§ **Work to do**
Please write down, word for word, the passage of the Carlos Manuel Zecca page below that begins at "Personal details" and stops after "international baseball history.".

President of FIBA
- In office 26 September 1952 – 26 September 1969
- Preceded by: Pablo Morales Pérez
- Succeeded by: Juan Isa

Personal details
- Born: August 24, 1922 Limón, Costa Rica
- Died: February 21, 2008 (aged 85) San José, Costa Rica
- Occupation: Baseball administrator

= Carlos Manuel Zecca =

Costa Rican baseball executive

Carlos Manuel Zecca Sequeira (24 August 1922 — 21 February 2008) was a Costa Rican businessman and baseball executive who was the president of the International Baseball Federation (FIBA) from 1952 to 1969. Zecca's sixteen-year tenure as president of FIBA is the longest in international baseball history.

== Career ==
During his tenure as FIBA president, Zecca organized several regional baseball tournaments, including one in 1956 that saw multiple Central American and Caribbean countries participate. He served as the president of the Costa Rican Baseball Federation starting in 1960.

Zecca attempted to centralize the organization, inspired by the example set by the Confederation of European Baseball in 1955. He sought to organize a youth world championship and promoted the Monterrey team's in their championship-winning 1957 Little League World Series campaign, becoming the first team from outside the United States or Canada to participate. Zecca also took the first steps in organizing international baseball outside the Americas, promoting the foundation of the Asian Baseball Federation. He was a major proponent of including baseball in the Olympic Games, and managed to secure recognition from the International Olympic Committee; baseball was included as a demonstration sport in 1956 and 1964, though FIBA was unsuccessful in making it a medal sport.

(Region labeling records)
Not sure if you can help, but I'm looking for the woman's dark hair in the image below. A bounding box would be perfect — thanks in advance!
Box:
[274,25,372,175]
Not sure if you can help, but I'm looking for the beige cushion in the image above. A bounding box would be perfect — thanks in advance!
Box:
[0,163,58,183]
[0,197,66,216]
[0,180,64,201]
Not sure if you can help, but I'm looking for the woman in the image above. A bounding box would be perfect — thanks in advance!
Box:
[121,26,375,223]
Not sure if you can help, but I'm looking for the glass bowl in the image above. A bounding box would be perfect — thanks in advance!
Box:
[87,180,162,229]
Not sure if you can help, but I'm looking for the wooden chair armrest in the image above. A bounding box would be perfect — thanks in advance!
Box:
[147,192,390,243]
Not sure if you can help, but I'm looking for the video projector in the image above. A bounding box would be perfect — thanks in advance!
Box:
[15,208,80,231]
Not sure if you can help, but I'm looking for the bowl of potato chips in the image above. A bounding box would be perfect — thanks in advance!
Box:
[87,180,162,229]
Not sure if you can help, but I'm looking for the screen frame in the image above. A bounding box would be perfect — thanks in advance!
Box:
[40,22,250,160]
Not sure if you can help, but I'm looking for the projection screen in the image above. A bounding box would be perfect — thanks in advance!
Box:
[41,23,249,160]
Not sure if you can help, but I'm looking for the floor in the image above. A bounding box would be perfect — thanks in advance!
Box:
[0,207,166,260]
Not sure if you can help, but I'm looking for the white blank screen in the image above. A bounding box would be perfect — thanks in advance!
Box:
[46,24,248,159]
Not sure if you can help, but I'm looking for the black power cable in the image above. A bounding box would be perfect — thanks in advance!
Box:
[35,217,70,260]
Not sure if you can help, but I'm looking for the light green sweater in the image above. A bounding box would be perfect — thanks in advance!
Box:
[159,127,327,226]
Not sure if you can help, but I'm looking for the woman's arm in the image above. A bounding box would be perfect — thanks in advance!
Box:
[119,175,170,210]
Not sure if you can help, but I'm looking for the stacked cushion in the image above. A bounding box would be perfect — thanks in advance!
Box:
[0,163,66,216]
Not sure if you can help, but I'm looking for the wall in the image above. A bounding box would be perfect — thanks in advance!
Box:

§ **Answer for this exercise**
Personal details
- Born: August 24, 1922 Limón, Costa Rica
- Died: February 21, 2008 (aged 85) San José, Costa Rica
- Occupation: Baseball administrator

= Carlos Manuel Zecca =

Costa Rican baseball executive

Carlos Manuel Zecca Sequeira (24 August 1922 — 21 February 2008) was a Costa Rican businessman and baseball executive who was the president of the International Baseball Federation (FIBA) from 1952 to 1969. Zecca's sixteen-year tenure as president of FIBA is the longest in international baseball history.